## INSTRUCTIONS TO FOLLOW
In the Argentic excerpt, copy the passage starting with "B-piece bondholders have" and going on through "from soured loans.", renaming "special servicers" to "loan workout servicers".

## PAGE EXCERPT
=== Begin Enclosure ===

Argentic Investment is not new to the CMBS world. Its affiliates are involved in CMBS loan origination, and importantly as buyers of the lowest-rated stack of bonds in CMBS offerings — so-called B-pieces. Other firms employ a similar cyclical strategy giving them the ability to make money in good times by making loans and in bad times by servicing them.

Argentic Investment typically purchases the B-pieces in transactions where affiliated companies have contributed a significant amount of collateral. Since 2016, Argentic Investment has purchased 16 CMBS B-pieces for a portfolio of 822 loans totaling $11.8 billion as of year-end 2019, according to recent CMBS filings.

B-piece bondholders have the right to appoint the special servicers of their choice, since they would be the first to suffer a loss from soured loans.

That occurred last week when Argentic Investment B-piece holders replaced LNR as special servicer on 12 U.S. multiborrower CMBS deals with Argentic Services. This transfer also included the servicing of companion loans included in 23 other CMBS deals.

It was one of the largest, if not the largest, single transfer of servicing rights, according to Moody’s Investors Service, which determined that the transfer would not result in a downgrade or withdrawal of the current ratings for the underlying bonds. That essentially was a vote of confidence in Argentic.

With the transfers, Argentic’s workload grew to more than 900 loans with an unpaid balance of about $13.5 billion as of March 31, according to CMBS records.

Also as of March 31, Argentic had eight employees responsible for special servicing of commercial mortgage loans and was in the process of hiring at least three more. In addition, the firm has entered into an agreement with Argentic Investment to share nonservicing support staff.

=== End Enclosure ===

Region pointing data:
=== Begin Enclosure ===

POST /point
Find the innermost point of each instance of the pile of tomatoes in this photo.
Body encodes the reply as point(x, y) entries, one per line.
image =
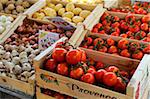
point(129, 27)
point(74, 63)
point(122, 47)
point(136, 8)
point(55, 94)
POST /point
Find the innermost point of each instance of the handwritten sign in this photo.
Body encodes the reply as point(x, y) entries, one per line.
point(46, 39)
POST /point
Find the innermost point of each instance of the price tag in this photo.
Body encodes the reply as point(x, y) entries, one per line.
point(46, 39)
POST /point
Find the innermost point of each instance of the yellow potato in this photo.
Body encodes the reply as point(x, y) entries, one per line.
point(70, 7)
point(68, 15)
point(51, 5)
point(77, 19)
point(61, 11)
point(77, 11)
point(84, 13)
point(50, 12)
point(67, 19)
point(58, 6)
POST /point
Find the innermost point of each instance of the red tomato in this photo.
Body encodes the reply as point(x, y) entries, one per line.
point(123, 44)
point(88, 78)
point(146, 19)
point(134, 46)
point(137, 55)
point(76, 73)
point(98, 41)
point(125, 53)
point(59, 54)
point(112, 69)
point(110, 42)
point(62, 69)
point(99, 75)
point(89, 40)
point(110, 79)
point(112, 49)
point(144, 27)
point(91, 70)
point(103, 49)
point(50, 65)
point(99, 65)
point(120, 85)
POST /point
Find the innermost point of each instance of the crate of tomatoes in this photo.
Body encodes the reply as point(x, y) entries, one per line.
point(83, 73)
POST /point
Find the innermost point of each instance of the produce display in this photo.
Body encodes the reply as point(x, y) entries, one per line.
point(136, 8)
point(15, 6)
point(69, 12)
point(123, 47)
point(128, 27)
point(75, 64)
point(55, 94)
point(5, 22)
point(18, 51)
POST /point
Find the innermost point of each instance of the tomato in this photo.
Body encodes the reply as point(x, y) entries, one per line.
point(89, 40)
point(129, 33)
point(134, 46)
point(137, 55)
point(102, 49)
point(116, 24)
point(124, 74)
point(59, 54)
point(123, 44)
point(76, 73)
point(124, 26)
point(88, 78)
point(62, 69)
point(144, 27)
point(113, 49)
point(125, 53)
point(91, 70)
point(50, 65)
point(95, 30)
point(146, 49)
point(98, 25)
point(75, 56)
point(140, 35)
point(99, 75)
point(134, 28)
point(124, 35)
point(120, 85)
point(110, 42)
point(98, 41)
point(99, 65)
point(130, 18)
point(146, 19)
point(110, 79)
point(112, 69)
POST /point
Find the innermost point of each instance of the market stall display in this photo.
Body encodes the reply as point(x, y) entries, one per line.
point(55, 66)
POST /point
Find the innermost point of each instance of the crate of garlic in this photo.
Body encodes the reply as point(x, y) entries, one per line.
point(72, 12)
point(15, 7)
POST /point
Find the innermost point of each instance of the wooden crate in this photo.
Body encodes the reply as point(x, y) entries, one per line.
point(17, 85)
point(83, 90)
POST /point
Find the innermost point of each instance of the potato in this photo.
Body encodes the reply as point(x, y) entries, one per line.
point(77, 11)
point(58, 6)
point(50, 12)
point(68, 15)
point(77, 19)
point(3, 1)
point(61, 11)
point(11, 7)
point(67, 19)
point(51, 5)
point(70, 7)
point(84, 13)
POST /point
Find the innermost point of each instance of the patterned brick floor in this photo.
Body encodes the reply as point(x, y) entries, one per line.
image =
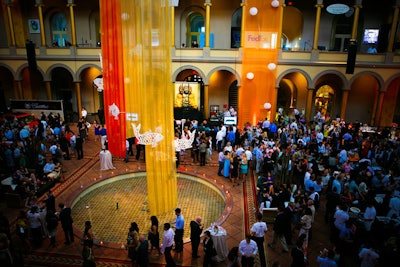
point(131, 195)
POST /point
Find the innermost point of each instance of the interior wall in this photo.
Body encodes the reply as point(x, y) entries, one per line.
point(362, 95)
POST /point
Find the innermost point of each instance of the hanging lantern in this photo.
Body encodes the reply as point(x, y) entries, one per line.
point(250, 76)
point(275, 3)
point(267, 105)
point(253, 11)
point(271, 66)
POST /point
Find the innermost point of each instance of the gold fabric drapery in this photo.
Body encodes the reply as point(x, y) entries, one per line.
point(147, 89)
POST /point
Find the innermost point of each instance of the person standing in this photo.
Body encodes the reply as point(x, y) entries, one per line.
point(51, 224)
point(66, 223)
point(279, 230)
point(35, 226)
point(79, 146)
point(179, 228)
point(88, 234)
point(208, 246)
point(133, 242)
point(83, 113)
point(87, 257)
point(248, 249)
point(142, 252)
point(203, 150)
point(127, 144)
point(221, 160)
point(298, 256)
point(258, 230)
point(50, 201)
point(196, 228)
point(167, 243)
point(243, 167)
point(154, 235)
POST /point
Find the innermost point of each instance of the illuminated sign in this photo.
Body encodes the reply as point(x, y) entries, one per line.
point(337, 9)
point(257, 39)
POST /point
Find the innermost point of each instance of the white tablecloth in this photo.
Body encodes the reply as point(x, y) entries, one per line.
point(219, 239)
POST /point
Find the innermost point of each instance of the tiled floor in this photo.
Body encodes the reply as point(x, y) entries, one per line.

=== End Enclosure ===

## THE ANSWER
B-piece bondholders have the right to appoint the loan workout servicers of their choice, since they would be the first to suffer a loss from soured loans.